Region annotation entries
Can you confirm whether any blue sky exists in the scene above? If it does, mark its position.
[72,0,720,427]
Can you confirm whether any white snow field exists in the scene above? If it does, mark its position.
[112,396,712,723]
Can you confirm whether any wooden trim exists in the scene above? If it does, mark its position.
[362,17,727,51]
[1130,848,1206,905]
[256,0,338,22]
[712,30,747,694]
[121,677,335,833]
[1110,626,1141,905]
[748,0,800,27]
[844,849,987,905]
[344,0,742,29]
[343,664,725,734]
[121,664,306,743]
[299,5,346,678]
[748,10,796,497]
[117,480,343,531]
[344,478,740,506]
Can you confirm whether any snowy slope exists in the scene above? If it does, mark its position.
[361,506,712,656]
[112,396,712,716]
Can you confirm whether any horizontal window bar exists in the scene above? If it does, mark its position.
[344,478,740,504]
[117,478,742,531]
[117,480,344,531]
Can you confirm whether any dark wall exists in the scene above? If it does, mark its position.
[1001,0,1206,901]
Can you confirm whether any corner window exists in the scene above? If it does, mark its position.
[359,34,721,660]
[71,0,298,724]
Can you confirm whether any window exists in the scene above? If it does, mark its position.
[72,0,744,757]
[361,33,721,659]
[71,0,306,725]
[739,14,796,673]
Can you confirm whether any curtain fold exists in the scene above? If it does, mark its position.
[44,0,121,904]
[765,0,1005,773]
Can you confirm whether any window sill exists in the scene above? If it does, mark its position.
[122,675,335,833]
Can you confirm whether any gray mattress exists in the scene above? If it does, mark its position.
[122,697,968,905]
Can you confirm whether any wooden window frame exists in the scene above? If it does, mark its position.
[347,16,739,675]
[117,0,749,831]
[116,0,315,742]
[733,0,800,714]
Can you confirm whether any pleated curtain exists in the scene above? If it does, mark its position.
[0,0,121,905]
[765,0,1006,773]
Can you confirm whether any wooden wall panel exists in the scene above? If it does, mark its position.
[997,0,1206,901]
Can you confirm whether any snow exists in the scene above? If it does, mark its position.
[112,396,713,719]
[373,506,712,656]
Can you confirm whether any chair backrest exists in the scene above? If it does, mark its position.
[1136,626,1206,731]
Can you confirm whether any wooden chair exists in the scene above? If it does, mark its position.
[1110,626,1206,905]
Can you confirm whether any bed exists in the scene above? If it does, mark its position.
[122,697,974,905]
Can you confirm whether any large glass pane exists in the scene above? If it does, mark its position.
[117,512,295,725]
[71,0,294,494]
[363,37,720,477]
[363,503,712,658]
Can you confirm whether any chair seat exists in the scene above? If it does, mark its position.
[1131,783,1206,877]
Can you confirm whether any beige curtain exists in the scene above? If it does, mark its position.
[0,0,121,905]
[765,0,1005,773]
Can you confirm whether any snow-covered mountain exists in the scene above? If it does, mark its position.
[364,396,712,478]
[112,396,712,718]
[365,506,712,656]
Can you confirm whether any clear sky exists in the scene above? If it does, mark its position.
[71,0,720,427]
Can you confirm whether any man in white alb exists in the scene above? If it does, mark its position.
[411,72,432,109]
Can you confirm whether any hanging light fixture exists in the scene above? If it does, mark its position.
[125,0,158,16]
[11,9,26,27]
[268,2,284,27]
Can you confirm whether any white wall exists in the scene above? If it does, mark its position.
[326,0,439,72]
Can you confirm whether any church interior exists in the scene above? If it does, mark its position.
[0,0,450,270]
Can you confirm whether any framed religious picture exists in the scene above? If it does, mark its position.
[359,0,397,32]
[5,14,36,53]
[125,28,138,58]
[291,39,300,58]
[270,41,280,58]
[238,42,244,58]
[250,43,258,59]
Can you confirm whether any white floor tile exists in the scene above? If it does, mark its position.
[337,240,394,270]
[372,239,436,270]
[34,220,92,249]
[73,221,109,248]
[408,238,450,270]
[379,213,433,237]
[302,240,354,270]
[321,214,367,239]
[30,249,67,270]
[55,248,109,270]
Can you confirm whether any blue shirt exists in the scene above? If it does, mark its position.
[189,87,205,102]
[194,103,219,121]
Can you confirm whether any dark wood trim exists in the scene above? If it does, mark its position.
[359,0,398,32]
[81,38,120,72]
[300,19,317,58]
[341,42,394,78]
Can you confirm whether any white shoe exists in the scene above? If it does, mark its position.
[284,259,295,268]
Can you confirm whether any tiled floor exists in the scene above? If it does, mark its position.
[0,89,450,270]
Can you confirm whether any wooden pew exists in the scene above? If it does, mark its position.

Given problem -
Rewrite the listing, putting "give its bounding box" wherever "mark its position" occurs and keeping everything else the same.

Correct output -
Can you confirm whether any blue sky exists in the scene above? If it does, give its bounding box.
[72,0,720,427]
Can you confirm whether any white snow field exists in the scene above? If it does, give its bounding box.
[112,396,712,723]
Can you confirm whether any wooden trim exists in the scene above? If it does, give its bounding box.
[362,17,727,51]
[1130,848,1206,905]
[256,0,338,22]
[712,30,747,694]
[121,677,335,833]
[1110,626,1141,905]
[748,0,800,27]
[844,849,987,905]
[344,0,742,29]
[343,664,725,734]
[121,664,306,743]
[299,5,346,678]
[748,10,796,497]
[117,480,343,531]
[344,478,740,506]
Can you confirm whether any snowy slope exists in the scene above? If it does, give its bounding box.
[361,506,712,656]
[112,396,712,716]
Can you confirm whether any horizontal window bar exists in the scene above? If it does, give its bounding box.
[344,478,740,504]
[117,478,742,531]
[117,480,344,531]
Can you confirm whether any dark wall exists in the scene above? If it does, give its bounding box.
[1001,0,1206,901]
Can you confirm whether any corner window exists in the scene above? If it does, give its bounding box.
[359,34,721,660]
[71,0,298,724]
Can you confirm whether any window exists in the scene above? If it does, give its bounding box.
[72,0,744,757]
[361,33,721,659]
[71,0,306,725]
[739,14,796,673]
Can you confirm whether any curtain fold exists in the scene above? If it does, give its bounding box.
[44,0,121,904]
[765,0,1005,773]
Can you confirm whether any window sill exists in the scene above? If it does, give its bounding box.
[122,675,335,833]
Can you confirm whether any gray mattress exists in the scene above? If it does, give its bounding box.
[122,697,968,905]
Can you confirm whether any wooden window frame exists in the scene above? If it does, give its bounding box.
[347,16,739,675]
[117,0,749,831]
[116,0,315,742]
[733,0,800,714]
Can you confirm whether any pleated curtain exists in the scene above? If it does, give its bounding box.
[0,0,121,905]
[765,0,1006,773]
Can you confirm whether any wooden wall panel exists in the scene above? If it does, give its bounding box.
[997,0,1206,901]
Can you confirm whether any snow exists in the scene above? If it does, give its bounding box.
[112,396,713,719]
[373,506,712,656]
Can you confirm whether any chair backrest exists in the scene above? If it does, give its bounding box.
[1136,626,1206,731]
Can you confirm whether any wooden chair exists in the scene above? If it does, give its bounding box.
[1110,626,1206,905]
Can you confirm whether any bed exists in the scene above? If it does, give its bounding box.
[122,697,974,905]
Can you confirm whether any large glass pane exists in the scene above? If it does, give its bounding box.
[117,512,295,725]
[71,0,294,494]
[363,37,720,477]
[363,503,712,658]
Can you confirm whether any chair seat exists in the scene above? If it does, give its bounding box.
[1131,783,1206,877]
Can you confirm whether any beige curtain exists in the scene above? If it does, give its bounding box.
[0,0,121,905]
[765,0,1005,773]
Can you confirm whether any snow-covered mountain exists in the scene above? If it does, give its bounding box.
[364,396,712,478]
[112,396,712,718]
[365,506,712,656]
Can you confirm whether any clear sky exists in the scene above? If it does, give its bounding box.
[71,0,720,427]
Can you confirm whether any man in white alb exists in the scene above? If it does, give its bounding box.
[411,72,432,109]
Can you confirm whether any hanging light fixture exists in the scene above? If it does, give its bounding box.
[125,0,158,16]
[11,9,26,27]
[268,2,284,27]
Can you confirm whether any white wall exists in the scene above? If it does, give its bounding box.
[326,0,439,72]
Can you confirm whether any church interior exists in the scene above? If it does, give its bounding box.
[0,0,450,270]
Can you confirm whether any framed religious picture exists in the scene above? If it does, give its bounding box.
[359,0,397,32]
[5,14,36,53]
[125,28,138,58]
[291,39,300,58]
[270,41,280,58]
[238,42,244,58]
[250,43,258,59]
Can you confirm whether any white floor tile exists in the scene above? If it does, give its bounding box.
[337,240,394,270]
[372,239,436,270]
[34,220,92,249]
[73,221,109,248]
[408,238,450,270]
[379,213,433,237]
[302,240,354,270]
[321,214,367,239]
[30,249,67,270]
[55,248,109,270]
Can you confirm whether any blue shirt exists in the scene above? If it does, give its bounding box.
[189,87,205,102]
[194,103,219,121]
Can you confirm whether any dark wood trim exists in the scene above? If it does, give its bounding box.
[359,0,398,32]
[81,38,120,72]
[300,19,317,58]
[341,42,394,78]
Can you confirm whether any white shoe exists in the scene above? If it does, give its bounding box.
[284,259,295,268]
Can you confirm whether any tiled floor exists in the scene above? If it does, give its bounding box.
[0,89,450,270]
Can you confirm whether any wooden pew exists in the scene above? If it does, give its bounding box.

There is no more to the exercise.